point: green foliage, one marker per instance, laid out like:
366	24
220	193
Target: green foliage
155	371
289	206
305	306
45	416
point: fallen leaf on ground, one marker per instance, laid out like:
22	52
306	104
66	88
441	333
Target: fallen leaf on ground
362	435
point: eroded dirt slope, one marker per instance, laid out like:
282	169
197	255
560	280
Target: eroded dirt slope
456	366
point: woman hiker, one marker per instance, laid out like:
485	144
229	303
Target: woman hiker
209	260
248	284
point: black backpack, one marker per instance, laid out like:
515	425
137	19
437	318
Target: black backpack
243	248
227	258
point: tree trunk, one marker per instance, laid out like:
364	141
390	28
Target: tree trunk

* * *

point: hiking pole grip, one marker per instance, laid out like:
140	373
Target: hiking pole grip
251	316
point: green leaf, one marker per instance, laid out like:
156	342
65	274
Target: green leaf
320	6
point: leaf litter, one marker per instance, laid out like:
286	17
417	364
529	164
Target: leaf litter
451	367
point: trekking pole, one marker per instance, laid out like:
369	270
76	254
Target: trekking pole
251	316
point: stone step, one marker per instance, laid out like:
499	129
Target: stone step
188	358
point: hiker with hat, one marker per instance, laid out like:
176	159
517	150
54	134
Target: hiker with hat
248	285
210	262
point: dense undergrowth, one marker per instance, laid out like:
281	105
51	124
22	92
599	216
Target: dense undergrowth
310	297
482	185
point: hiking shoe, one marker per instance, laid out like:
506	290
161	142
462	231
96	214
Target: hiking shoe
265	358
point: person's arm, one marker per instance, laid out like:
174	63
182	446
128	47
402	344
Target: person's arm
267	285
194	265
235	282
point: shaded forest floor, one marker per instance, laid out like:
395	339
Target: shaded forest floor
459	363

---

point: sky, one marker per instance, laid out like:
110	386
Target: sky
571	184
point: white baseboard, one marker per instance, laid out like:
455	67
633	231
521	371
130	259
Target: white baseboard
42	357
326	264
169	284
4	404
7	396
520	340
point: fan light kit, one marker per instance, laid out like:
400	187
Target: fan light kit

**REQUEST:** Express as a numbered list, with blank lines omitted, the portion of the data that begins with the line containing "point: sky, one" and ends with the line containing "Target: fan light kit", both lines included.

**EXERCISE RESULT:**
1. point: sky, one marker per instance, laid out like:
2. 110	386
3. Target: sky
4. 571	184
5. point: white baseboard, one marker per instance, laid out like:
6. 455	67
7. 633	231
8. 521	371
9. 130	259
10. Target: white baseboard
11. 42	357
12. 326	264
13. 169	284
14. 4	404
15. 7	396
16. 520	340
17. point: fan light kit, one marker per instance, laid out like:
18. 400	187
19. Target: fan light kit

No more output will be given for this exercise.